__What needs to be done__
Give back the records that follow exactly, images excluded.

Stored data
● ● ● ● ● ● ●

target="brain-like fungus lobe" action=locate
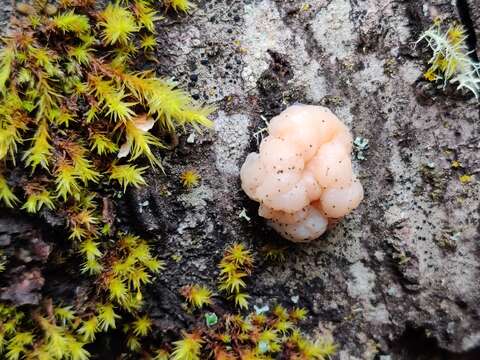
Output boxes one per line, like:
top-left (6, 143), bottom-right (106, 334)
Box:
top-left (240, 105), bottom-right (364, 242)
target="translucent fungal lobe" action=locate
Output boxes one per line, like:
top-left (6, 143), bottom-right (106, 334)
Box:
top-left (240, 104), bottom-right (363, 242)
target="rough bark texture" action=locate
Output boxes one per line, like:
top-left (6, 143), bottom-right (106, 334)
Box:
top-left (1, 0), bottom-right (480, 359)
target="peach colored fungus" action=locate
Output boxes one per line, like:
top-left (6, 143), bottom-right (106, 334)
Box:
top-left (240, 104), bottom-right (364, 242)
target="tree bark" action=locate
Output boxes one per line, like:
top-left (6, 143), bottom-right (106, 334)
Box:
top-left (1, 0), bottom-right (479, 358)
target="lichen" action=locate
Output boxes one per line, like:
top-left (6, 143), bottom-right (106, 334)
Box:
top-left (417, 21), bottom-right (480, 99)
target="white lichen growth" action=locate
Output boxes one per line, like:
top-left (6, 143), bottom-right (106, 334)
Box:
top-left (0, 251), bottom-right (5, 273)
top-left (417, 21), bottom-right (480, 99)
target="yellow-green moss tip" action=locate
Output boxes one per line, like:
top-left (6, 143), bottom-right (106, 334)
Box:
top-left (0, 0), bottom-right (212, 210)
top-left (218, 243), bottom-right (254, 308)
top-left (180, 169), bottom-right (200, 188)
top-left (164, 0), bottom-right (194, 13)
top-left (181, 284), bottom-right (213, 309)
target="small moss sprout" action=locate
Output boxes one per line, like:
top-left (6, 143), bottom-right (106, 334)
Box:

● ● ● ● ● ● ●

__Solution for this task__
target="brain-like fungus lobe" action=locate
Output boxes one per line, like:
top-left (6, 143), bottom-right (106, 334)
Box:
top-left (240, 105), bottom-right (364, 242)
target="translucent fungal lobe" action=locate
Output boxes one per line, like:
top-left (6, 143), bottom-right (106, 334)
Box:
top-left (240, 104), bottom-right (363, 242)
target="rough bark texture" action=locate
Output boxes one per line, like:
top-left (6, 143), bottom-right (106, 334)
Box:
top-left (1, 0), bottom-right (480, 359)
target="peach colored fungus" action=locate
Output boxes one per line, like:
top-left (6, 143), bottom-right (106, 334)
Box:
top-left (240, 104), bottom-right (364, 242)
target="tree bark" action=locate
Output boxes one per line, like:
top-left (6, 143), bottom-right (106, 334)
Box:
top-left (1, 0), bottom-right (479, 358)
target="lichen" action=locate
Output boxes one per line, like:
top-left (6, 143), bottom-right (106, 334)
Box:
top-left (417, 21), bottom-right (480, 99)
target="white lichen growth" action=locate
Output boxes one per line, like:
top-left (6, 143), bottom-right (106, 334)
Box:
top-left (0, 251), bottom-right (5, 273)
top-left (417, 21), bottom-right (480, 99)
target="yellow-green moss tip" action=locate
Output boxes one per line, like:
top-left (6, 143), bottom-right (106, 334)
Box:
top-left (0, 0), bottom-right (212, 210)
top-left (218, 243), bottom-right (254, 308)
top-left (180, 169), bottom-right (200, 188)
top-left (164, 0), bottom-right (194, 13)
top-left (181, 284), bottom-right (213, 309)
target="small moss sprout" action=locate
Output boxes one per line, like:
top-left (6, 143), bottom-right (106, 334)
Box:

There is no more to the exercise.